Every entry below must be transcribed exactly, with no line missing.

BEGIN DATA FOR ANALYSIS

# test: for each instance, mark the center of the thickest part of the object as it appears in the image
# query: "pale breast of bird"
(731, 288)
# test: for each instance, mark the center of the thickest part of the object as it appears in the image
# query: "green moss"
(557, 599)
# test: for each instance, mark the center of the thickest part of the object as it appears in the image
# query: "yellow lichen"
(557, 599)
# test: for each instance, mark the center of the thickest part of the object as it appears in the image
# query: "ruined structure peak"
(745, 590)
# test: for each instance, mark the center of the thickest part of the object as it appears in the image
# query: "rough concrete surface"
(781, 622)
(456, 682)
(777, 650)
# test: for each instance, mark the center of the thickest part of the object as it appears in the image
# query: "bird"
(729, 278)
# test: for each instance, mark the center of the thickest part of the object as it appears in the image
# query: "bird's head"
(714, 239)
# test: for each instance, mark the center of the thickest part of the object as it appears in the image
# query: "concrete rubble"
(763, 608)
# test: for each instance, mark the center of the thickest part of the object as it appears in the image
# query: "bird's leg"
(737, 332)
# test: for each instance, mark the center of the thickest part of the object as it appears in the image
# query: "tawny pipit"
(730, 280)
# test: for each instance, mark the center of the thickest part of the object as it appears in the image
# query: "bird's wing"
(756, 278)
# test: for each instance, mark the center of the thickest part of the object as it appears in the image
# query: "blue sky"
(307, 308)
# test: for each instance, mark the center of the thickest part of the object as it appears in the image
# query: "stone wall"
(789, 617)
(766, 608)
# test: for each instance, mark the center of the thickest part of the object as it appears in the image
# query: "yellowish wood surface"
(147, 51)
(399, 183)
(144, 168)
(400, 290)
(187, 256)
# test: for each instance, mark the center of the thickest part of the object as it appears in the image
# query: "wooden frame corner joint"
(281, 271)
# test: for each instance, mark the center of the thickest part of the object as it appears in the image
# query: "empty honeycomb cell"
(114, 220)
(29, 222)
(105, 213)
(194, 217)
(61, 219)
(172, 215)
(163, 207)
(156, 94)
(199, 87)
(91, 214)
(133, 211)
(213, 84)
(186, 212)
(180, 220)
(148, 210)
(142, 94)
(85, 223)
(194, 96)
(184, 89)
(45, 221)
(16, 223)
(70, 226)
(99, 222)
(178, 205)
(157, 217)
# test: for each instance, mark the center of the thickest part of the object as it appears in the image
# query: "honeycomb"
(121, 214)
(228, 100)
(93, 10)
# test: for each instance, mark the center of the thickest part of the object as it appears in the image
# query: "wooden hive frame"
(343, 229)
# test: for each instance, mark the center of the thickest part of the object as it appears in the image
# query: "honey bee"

END DATA FOR ANALYSIS

» **EXERCISE RESPONSE**
# test: for each instance, mark the center of the thickest part of the object as it appears in the image
# query: "pale breast of bird"
(731, 288)
# test: for each instance, mark the center of the thickest part of the object as it appears in the image
# query: "green moss"
(557, 599)
# test: for each instance, mark the center of the thickest part of the object as it appears in the image
# query: "yellow lichen"
(557, 599)
# test: for each instance, mark the center of the thickest part of the object as it appears in the image
# query: "ruined structure peak"
(745, 590)
# test: for each instance, mark the center of the thickest part of the object as it appears in the image
# query: "rough concrete surface"
(781, 622)
(456, 682)
(777, 650)
# test: for each instance, mark the center of the thickest part of the object as it appears in the image
# query: "bird"
(729, 278)
# test: for each instance, mark the center of the thickest part of the object as it appears in the image
# query: "bird's head"
(714, 239)
# test: for each instance, mark the center of the thickest part of the object as it appears in the image
# query: "concrete rubble"
(763, 608)
# test: for each instance, mark the center of the thickest part of the object as it appears in the image
# query: "bird's leg"
(737, 332)
# test: for each instance, mark the center of the thickest part of the object as it appears in the image
# query: "tawny pipit"
(730, 280)
# test: for each instance, mark the center of the thickest part of the object as it appears in the image
# query: "bird's wing"
(756, 278)
# test: for each instance, mark the center of the thickest part of the object as it appears in the image
# query: "blue sky"
(307, 308)
# test: for each instance, mark the center of the thickest part of the object as it appears in the image
# query: "stone wall"
(789, 617)
(766, 608)
# test: for each instance, mark the center of the thickest part of the object as it appears in the image
# query: "yellowish wood surface"
(147, 51)
(399, 183)
(144, 168)
(400, 290)
(187, 256)
# test: for each instance, mark the center of the thickest part of the object as it appears in the image
# query: "wooden frame corner joint"
(281, 271)
# test: for each instance, mark the center of the thickest part of the object as it appears in the image
# query: "empty honeycomb cell"
(114, 220)
(29, 222)
(105, 213)
(194, 217)
(61, 219)
(172, 215)
(163, 207)
(156, 94)
(199, 87)
(91, 214)
(133, 211)
(213, 84)
(186, 212)
(180, 220)
(148, 210)
(142, 94)
(85, 223)
(194, 96)
(184, 89)
(45, 221)
(16, 223)
(70, 226)
(99, 222)
(178, 205)
(157, 217)
# test: for each instance, mark the center of the thickest part of the object as it appears in the image
# query: "honeycomb"
(121, 214)
(228, 100)
(93, 10)
# test: for each instance, mark the center of the thickest part of the object as it appears in the image
# query: "wooden hive frame"
(343, 229)
# test: for each instance, mark the center of the thickest part of the object as it appears in the image
# query: "honey bee"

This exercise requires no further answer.